-- Assignment --
Go over the records and count each line that has the string "below". Give the number and nothing else.

Region pointing data:

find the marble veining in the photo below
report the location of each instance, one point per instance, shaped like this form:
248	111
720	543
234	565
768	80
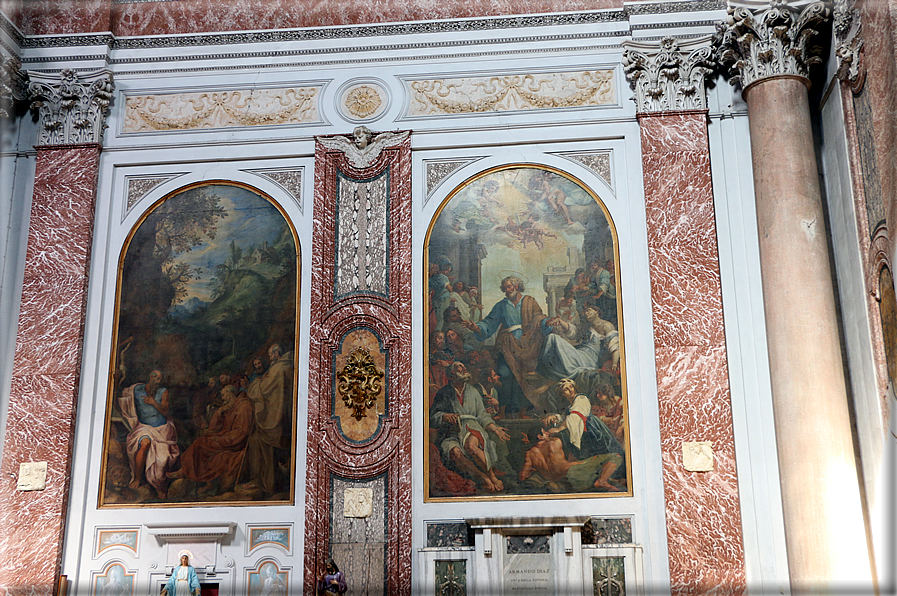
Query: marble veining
189	16
44	390
706	553
389	318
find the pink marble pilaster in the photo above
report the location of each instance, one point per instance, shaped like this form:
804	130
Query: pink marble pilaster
388	451
702	508
40	420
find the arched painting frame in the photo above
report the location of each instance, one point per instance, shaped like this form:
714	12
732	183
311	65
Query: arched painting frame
201	397
546	366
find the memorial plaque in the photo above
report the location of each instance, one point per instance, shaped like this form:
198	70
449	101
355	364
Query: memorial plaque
527	568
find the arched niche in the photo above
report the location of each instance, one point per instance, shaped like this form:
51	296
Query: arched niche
545	232
201	399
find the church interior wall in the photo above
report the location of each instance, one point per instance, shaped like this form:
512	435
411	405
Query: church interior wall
185	154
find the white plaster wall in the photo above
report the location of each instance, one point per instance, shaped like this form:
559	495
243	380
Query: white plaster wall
496	138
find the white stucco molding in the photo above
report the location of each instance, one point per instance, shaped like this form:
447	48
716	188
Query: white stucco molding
196	532
669	75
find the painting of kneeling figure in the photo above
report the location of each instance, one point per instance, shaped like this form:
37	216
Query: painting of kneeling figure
526	391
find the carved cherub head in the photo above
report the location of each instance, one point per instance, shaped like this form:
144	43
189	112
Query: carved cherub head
362	136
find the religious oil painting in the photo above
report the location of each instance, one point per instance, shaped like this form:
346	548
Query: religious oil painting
201	400
526	392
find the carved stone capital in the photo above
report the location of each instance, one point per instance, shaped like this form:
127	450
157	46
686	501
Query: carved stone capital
72	106
12	85
364	147
763	40
848	44
669	76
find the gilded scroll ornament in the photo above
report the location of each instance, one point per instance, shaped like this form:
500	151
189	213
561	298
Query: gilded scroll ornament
359	382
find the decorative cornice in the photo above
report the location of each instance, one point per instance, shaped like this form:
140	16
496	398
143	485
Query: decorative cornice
848	44
759	41
72	106
13	84
361	31
669	76
364	147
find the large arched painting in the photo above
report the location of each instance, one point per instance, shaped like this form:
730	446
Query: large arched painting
202	383
526	386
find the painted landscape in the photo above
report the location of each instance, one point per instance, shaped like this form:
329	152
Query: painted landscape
202	386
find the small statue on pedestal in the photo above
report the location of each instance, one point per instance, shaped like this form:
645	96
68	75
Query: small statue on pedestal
332	583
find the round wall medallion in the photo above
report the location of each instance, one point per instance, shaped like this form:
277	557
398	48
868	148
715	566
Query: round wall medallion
363	100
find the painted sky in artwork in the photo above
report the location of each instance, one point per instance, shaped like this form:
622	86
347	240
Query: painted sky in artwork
259	222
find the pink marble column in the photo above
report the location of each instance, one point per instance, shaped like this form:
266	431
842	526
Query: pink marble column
47	365
820	495
825	535
702	508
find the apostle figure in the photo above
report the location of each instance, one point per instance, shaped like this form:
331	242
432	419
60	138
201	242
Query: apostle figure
218	454
271	396
464	425
183	581
152	442
520	328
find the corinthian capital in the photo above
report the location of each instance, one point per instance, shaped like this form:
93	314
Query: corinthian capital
668	76
759	40
72	106
12	85
849	44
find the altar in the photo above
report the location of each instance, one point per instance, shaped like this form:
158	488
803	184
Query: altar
547	556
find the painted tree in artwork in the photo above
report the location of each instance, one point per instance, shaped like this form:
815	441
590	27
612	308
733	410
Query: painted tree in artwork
153	280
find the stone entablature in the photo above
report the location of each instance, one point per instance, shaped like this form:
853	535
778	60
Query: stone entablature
668	76
72	106
509	92
759	40
12	85
221	109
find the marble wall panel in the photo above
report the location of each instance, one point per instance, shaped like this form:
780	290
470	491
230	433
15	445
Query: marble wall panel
364	565
233	108
43	394
706	552
187	16
39	428
50	325
332	458
881	88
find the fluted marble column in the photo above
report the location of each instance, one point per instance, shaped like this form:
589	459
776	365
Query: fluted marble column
770	49
702	509
46	369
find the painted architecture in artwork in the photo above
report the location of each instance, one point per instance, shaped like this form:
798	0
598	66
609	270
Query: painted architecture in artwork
552	297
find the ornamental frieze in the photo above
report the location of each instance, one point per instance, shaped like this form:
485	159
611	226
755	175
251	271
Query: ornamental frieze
510	92
236	108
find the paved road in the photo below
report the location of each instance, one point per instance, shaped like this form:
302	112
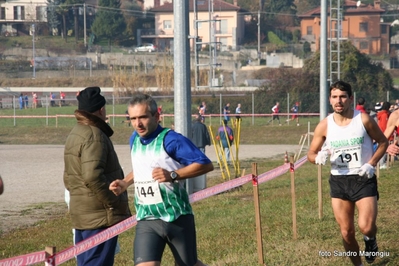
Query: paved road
33	173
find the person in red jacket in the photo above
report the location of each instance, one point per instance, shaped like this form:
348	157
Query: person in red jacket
360	105
383	116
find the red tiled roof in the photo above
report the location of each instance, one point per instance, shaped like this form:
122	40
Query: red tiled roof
350	7
202	5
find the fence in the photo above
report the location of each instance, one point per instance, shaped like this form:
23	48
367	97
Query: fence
71	252
254	102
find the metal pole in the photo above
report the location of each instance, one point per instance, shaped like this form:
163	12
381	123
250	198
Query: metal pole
84	24
260	7
182	87
323	60
33	51
253	109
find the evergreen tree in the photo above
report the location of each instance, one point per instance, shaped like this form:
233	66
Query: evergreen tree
109	22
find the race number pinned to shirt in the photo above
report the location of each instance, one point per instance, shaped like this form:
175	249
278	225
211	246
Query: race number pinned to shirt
148	192
347	158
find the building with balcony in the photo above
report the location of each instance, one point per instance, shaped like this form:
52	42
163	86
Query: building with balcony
18	16
361	24
221	25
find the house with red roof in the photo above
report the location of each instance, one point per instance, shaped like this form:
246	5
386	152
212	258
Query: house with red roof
362	24
222	24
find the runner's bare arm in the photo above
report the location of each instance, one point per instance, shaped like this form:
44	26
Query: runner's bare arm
393	122
376	134
120	185
319	138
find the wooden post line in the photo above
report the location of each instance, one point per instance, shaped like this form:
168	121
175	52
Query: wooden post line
257	213
293	197
320	190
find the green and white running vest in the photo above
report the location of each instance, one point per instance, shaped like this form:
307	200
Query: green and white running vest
153	200
350	145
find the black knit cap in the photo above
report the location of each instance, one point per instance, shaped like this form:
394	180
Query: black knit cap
90	99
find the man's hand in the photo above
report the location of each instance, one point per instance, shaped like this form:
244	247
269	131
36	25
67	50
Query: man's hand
118	187
367	170
393	149
322	157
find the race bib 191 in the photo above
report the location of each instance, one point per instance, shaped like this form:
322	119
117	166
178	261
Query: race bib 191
347	158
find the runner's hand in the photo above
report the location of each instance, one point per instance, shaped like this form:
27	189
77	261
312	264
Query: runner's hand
367	170
321	157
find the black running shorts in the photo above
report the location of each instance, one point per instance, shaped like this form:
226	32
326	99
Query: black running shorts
152	236
353	187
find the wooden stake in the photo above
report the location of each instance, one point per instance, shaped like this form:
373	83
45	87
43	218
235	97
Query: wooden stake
50	251
320	190
293	198
257	213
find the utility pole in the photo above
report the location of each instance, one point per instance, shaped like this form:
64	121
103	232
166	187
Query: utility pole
33	51
84	23
260	8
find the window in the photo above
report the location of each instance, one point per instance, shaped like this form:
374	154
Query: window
364	45
19	12
363	27
3	13
384	29
223	26
309	30
167	24
41	13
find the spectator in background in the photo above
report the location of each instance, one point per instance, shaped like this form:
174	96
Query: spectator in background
226	112
21	101
52	99
91	165
62	98
294	110
238	112
226	136
200	135
360	105
26	99
34	100
382	117
160	112
202	111
275	111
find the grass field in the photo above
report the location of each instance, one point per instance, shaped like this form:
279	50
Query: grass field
226	222
50	126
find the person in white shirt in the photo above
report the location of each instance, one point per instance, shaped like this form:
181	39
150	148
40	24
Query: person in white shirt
346	136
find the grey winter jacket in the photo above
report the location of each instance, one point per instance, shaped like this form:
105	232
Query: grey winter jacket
91	164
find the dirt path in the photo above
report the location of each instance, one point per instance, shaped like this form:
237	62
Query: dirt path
34	189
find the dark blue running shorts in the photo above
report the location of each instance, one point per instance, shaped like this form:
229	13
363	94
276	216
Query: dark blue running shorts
152	236
353	187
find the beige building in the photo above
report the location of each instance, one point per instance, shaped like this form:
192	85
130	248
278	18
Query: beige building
17	16
362	25
223	26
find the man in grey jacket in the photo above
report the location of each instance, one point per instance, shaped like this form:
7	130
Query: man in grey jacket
91	164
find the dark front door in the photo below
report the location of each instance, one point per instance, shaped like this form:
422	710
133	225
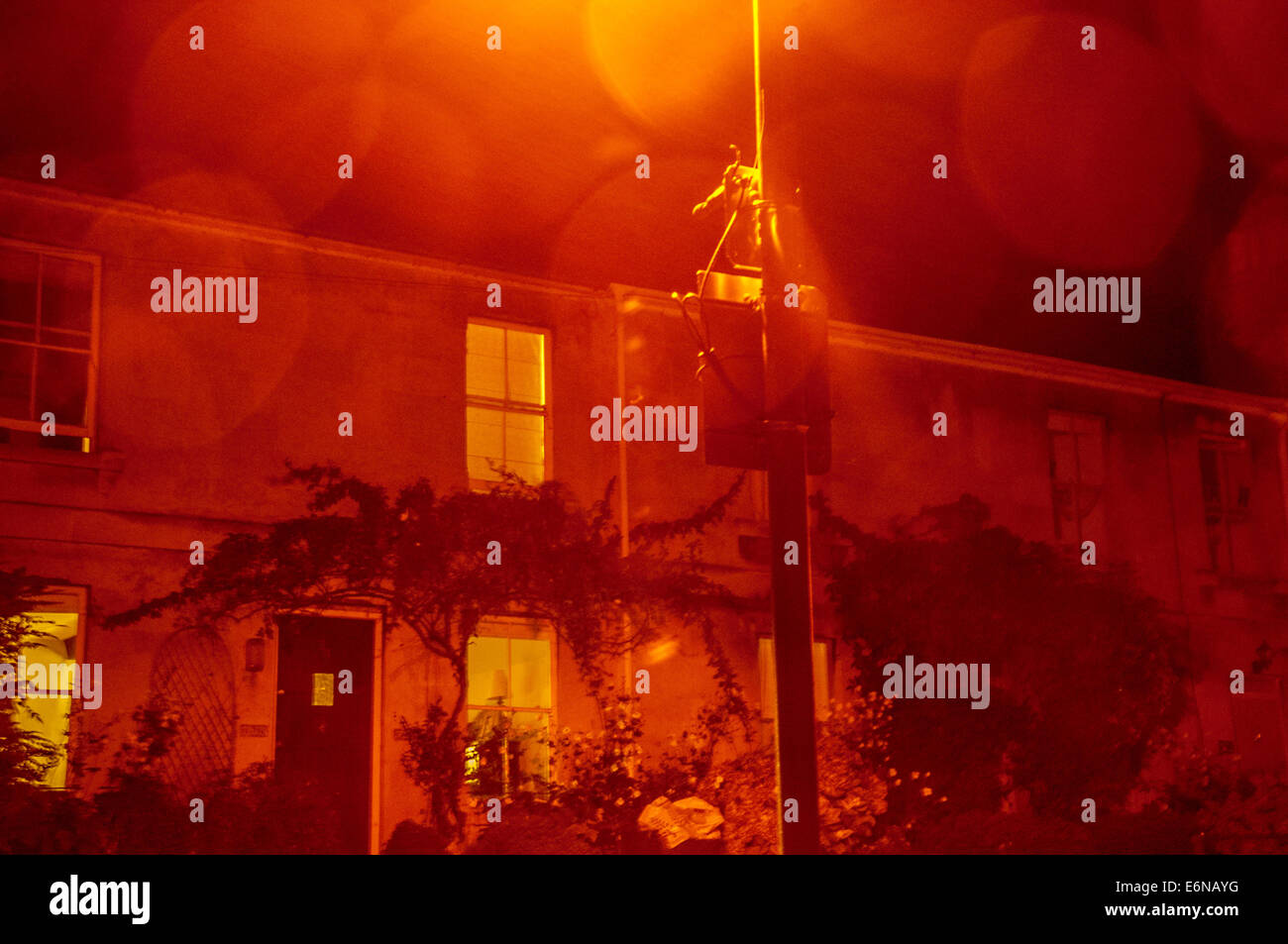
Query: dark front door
323	720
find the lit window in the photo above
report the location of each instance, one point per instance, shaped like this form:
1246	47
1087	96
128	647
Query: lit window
1225	474
505	402
769	685
1077	455
46	713
47	346
507	708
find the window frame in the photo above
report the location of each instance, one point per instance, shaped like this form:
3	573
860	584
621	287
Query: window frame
1222	450
515	626
1072	417
88	432
505	406
67	597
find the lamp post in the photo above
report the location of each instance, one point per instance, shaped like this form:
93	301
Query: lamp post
786	436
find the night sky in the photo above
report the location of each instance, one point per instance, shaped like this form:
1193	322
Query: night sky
1106	162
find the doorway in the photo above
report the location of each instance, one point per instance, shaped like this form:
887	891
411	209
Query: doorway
325	695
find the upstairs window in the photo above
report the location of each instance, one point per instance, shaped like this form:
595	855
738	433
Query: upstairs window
1077	462
1225	472
505	402
48	331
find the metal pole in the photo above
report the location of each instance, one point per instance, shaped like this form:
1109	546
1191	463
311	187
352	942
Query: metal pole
789	522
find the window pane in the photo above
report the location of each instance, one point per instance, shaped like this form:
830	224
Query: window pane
48	716
484	361
1211	476
529	673
484	439
1091	459
67	294
17	286
62	380
526	443
1063	462
529	751
487	664
16	381
526	366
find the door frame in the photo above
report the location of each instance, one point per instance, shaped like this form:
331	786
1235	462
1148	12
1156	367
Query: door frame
376	618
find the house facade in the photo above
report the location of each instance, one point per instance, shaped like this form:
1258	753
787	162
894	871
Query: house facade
141	413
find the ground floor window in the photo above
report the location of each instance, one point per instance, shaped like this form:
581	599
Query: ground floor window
509	707
47	713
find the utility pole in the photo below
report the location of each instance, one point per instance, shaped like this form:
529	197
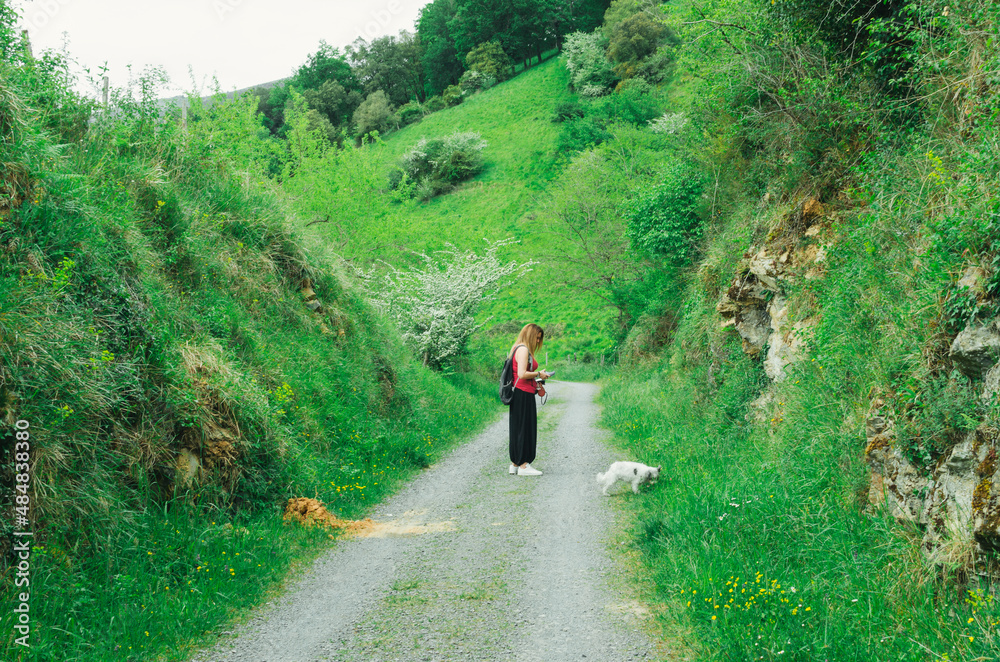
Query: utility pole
27	44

-- Exercise result --
4